Problem details
Would you restate, exactly as they appear, the lines from the one containing "You must identify where the small" through the end of the data below?

Saved entries:
════
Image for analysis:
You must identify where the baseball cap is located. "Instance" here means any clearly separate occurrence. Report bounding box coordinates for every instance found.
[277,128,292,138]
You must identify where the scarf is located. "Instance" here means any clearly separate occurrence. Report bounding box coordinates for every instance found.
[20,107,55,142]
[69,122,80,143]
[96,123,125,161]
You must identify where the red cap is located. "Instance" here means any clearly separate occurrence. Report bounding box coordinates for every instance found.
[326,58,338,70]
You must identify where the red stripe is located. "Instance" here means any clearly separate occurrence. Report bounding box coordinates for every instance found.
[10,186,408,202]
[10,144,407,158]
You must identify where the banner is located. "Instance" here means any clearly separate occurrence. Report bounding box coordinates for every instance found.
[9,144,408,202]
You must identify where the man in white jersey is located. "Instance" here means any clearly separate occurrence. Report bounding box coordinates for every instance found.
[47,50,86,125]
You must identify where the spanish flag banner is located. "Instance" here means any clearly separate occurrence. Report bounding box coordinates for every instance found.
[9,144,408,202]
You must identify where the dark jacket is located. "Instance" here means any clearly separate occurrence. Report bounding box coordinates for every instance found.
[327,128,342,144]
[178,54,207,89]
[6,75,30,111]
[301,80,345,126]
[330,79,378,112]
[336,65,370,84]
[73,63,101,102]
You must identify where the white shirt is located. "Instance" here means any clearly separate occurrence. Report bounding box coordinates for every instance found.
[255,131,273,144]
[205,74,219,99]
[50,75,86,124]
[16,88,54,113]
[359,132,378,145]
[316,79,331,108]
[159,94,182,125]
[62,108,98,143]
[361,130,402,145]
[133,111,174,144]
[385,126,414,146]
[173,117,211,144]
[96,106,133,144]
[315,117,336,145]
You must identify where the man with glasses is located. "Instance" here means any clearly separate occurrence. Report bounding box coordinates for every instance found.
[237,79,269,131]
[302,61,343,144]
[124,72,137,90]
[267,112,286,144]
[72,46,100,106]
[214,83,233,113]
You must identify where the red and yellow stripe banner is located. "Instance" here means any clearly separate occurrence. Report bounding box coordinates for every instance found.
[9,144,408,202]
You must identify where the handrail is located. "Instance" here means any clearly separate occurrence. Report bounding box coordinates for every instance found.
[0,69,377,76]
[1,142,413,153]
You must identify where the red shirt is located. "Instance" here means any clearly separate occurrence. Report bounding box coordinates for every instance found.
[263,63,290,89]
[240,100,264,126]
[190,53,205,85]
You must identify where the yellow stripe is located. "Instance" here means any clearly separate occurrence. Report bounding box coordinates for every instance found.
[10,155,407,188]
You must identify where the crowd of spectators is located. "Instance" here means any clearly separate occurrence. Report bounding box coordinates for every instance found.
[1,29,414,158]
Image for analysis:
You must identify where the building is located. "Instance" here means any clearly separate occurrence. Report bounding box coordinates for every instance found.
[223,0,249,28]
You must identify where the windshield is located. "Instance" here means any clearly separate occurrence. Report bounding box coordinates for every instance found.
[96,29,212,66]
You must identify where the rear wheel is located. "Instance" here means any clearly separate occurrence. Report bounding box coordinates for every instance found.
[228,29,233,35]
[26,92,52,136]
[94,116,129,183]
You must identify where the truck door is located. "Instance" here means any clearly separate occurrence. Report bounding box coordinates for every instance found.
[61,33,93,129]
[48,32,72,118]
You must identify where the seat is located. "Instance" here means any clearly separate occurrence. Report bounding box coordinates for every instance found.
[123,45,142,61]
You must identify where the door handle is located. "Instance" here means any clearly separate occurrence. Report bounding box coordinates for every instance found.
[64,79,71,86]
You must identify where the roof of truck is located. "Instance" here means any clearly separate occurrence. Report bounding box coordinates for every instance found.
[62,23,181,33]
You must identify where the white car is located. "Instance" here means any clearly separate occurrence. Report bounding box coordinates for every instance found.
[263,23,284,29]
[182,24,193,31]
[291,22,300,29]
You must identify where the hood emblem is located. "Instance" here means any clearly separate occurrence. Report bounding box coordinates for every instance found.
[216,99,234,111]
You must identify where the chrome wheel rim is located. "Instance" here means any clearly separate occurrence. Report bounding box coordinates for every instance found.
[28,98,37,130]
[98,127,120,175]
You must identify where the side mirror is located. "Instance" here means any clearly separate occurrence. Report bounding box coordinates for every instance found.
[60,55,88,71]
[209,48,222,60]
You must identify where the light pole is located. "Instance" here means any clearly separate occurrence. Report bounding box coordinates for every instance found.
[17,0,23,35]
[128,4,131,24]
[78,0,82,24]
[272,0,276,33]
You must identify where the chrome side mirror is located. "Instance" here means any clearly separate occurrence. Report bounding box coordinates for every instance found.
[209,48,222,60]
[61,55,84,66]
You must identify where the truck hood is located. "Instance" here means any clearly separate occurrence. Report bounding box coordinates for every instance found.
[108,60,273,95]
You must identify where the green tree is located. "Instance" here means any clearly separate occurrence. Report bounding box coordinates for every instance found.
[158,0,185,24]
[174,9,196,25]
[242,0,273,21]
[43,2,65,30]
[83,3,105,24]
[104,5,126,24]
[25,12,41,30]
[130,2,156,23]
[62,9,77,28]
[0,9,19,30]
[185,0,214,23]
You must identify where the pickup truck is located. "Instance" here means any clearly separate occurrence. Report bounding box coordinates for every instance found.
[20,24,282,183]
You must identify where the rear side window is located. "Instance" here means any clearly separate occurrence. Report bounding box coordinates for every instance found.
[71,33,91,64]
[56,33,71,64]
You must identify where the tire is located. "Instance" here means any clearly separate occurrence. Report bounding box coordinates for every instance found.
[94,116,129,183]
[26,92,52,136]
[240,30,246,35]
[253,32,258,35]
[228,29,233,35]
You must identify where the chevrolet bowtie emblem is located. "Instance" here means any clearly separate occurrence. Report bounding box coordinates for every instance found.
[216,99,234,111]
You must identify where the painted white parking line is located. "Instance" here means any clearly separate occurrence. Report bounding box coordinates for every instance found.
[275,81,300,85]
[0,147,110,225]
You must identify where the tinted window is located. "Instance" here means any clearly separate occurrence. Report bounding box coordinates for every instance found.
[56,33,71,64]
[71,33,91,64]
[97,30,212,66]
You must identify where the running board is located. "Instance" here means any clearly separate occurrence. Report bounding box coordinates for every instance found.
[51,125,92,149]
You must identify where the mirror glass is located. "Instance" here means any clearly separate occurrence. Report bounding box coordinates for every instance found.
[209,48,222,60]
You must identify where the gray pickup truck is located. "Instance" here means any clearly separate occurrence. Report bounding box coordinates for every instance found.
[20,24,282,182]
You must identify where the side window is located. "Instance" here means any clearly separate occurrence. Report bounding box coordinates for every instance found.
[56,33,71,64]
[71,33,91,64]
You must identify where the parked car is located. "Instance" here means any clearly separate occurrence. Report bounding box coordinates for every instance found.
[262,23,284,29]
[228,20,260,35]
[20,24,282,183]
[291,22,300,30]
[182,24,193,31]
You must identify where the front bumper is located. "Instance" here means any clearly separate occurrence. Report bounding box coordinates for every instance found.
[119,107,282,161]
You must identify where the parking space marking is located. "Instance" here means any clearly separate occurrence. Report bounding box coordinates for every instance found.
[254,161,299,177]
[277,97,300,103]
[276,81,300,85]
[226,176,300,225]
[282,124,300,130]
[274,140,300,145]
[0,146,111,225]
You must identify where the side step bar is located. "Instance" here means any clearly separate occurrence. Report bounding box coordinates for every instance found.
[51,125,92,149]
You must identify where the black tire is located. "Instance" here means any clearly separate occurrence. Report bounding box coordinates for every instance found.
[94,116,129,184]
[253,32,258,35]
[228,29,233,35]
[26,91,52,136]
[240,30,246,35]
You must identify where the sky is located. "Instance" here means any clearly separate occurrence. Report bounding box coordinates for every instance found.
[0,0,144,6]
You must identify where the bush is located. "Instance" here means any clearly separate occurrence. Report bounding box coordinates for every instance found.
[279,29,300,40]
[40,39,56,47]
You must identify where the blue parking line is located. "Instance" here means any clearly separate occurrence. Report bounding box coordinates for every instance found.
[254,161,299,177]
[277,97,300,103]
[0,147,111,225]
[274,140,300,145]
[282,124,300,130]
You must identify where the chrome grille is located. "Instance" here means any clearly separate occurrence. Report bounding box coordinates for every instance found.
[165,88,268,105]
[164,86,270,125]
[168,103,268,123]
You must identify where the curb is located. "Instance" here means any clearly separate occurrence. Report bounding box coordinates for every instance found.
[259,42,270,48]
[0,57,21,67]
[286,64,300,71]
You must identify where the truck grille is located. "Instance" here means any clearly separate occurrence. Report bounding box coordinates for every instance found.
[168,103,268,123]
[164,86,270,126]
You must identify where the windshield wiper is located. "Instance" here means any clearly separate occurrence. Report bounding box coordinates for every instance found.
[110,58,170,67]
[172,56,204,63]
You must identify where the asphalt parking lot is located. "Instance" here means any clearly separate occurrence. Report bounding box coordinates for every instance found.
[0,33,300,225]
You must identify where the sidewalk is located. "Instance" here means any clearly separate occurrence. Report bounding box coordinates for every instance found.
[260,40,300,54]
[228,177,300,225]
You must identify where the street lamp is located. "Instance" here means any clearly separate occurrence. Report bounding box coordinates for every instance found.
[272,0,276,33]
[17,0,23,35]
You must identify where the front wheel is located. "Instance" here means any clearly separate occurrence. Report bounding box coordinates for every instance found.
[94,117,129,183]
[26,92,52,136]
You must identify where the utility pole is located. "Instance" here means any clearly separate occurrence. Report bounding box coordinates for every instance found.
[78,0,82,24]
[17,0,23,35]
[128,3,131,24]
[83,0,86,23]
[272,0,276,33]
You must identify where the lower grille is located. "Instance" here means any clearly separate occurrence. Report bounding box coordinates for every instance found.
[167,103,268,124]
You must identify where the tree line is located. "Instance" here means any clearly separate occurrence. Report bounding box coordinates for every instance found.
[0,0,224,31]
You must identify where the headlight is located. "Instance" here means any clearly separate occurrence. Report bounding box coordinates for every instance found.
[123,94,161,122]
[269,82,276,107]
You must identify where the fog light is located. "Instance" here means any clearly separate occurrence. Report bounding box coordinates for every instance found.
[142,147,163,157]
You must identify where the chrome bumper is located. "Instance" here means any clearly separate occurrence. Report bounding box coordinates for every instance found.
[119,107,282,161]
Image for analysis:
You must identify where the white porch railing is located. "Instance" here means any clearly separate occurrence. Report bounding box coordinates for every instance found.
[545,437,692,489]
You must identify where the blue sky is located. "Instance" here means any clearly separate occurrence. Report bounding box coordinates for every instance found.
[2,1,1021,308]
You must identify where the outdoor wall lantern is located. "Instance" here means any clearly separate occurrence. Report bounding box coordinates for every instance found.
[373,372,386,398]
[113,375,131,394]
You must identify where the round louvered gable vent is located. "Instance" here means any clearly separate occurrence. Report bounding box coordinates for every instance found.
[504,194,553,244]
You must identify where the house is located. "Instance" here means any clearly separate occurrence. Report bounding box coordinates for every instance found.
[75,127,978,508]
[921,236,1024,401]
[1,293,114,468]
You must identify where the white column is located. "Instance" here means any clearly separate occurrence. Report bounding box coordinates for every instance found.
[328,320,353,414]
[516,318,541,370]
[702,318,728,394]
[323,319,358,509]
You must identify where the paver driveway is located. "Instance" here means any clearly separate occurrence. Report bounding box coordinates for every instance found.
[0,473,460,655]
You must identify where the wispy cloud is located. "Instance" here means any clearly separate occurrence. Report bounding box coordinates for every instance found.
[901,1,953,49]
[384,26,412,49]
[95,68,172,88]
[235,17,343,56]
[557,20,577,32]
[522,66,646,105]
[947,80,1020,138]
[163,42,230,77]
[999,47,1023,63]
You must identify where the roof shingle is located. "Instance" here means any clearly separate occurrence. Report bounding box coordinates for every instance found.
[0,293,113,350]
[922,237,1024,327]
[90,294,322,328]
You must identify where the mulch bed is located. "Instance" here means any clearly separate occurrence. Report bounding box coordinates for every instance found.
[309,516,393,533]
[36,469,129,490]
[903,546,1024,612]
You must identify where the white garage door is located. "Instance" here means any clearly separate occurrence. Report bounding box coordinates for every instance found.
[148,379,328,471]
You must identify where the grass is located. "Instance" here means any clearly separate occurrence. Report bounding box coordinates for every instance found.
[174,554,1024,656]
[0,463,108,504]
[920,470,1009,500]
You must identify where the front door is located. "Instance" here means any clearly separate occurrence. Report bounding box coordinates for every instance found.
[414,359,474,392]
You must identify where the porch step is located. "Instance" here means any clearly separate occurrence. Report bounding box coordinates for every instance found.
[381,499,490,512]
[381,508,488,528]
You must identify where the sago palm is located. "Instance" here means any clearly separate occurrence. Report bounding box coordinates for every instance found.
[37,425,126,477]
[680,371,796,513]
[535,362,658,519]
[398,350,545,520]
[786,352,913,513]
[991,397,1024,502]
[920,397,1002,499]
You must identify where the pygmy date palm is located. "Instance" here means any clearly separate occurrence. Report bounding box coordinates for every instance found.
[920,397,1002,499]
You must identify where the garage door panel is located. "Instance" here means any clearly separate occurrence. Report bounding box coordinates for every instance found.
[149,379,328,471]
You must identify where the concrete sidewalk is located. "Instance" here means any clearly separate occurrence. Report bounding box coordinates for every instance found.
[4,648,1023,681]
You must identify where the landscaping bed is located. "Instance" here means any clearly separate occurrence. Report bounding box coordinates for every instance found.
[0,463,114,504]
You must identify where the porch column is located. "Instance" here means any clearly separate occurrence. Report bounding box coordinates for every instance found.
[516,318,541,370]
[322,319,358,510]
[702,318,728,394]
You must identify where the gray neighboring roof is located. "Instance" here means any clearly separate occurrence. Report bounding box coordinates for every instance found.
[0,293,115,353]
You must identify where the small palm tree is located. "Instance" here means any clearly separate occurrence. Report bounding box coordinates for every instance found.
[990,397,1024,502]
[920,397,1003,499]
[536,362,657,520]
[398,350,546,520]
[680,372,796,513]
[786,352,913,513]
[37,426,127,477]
════
Your solution
You must identify where the small palm tree is located. "Instance" here means any clearly separate occurrence. Report bounding box coordinates for every instance found.
[990,397,1024,502]
[920,397,1003,499]
[536,362,657,520]
[398,350,546,520]
[680,372,796,513]
[786,352,913,513]
[37,426,127,477]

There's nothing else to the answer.